### TASK TO CARRY OUT
What is the number of lines in the entries that contain the word "query"? Answer with that figure alone.

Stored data
"""
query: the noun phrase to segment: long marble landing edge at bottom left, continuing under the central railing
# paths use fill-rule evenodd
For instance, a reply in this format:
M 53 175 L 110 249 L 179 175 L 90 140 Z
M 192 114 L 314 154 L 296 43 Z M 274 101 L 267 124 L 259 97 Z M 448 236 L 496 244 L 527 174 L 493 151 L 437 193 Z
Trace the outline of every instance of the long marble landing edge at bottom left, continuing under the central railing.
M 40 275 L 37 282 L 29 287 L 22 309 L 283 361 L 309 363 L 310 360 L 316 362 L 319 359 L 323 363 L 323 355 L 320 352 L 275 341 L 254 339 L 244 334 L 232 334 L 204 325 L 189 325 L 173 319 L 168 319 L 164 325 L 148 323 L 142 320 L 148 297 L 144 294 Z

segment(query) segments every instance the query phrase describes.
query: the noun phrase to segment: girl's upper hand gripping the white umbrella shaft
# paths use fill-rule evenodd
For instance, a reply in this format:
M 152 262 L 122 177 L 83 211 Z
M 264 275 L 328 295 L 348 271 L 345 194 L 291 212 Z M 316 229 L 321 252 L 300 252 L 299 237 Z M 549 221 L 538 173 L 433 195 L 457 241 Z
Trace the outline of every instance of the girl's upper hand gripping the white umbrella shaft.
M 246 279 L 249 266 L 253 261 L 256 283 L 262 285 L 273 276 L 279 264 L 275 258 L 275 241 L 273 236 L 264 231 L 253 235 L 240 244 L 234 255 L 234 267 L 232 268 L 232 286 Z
"""
"""
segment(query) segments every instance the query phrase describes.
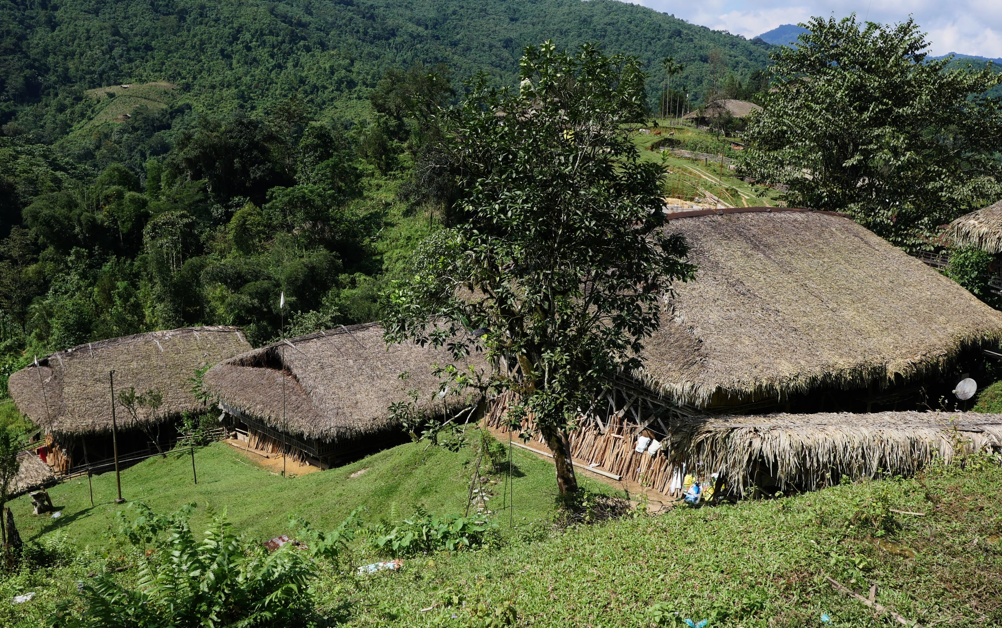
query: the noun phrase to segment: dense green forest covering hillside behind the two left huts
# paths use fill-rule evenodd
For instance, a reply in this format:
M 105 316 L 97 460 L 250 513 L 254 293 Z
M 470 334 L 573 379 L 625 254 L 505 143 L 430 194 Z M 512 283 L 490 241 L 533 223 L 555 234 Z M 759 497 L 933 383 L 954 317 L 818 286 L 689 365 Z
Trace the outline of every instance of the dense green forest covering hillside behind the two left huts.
"""
### RESPONSE TO THE EXERCISE
5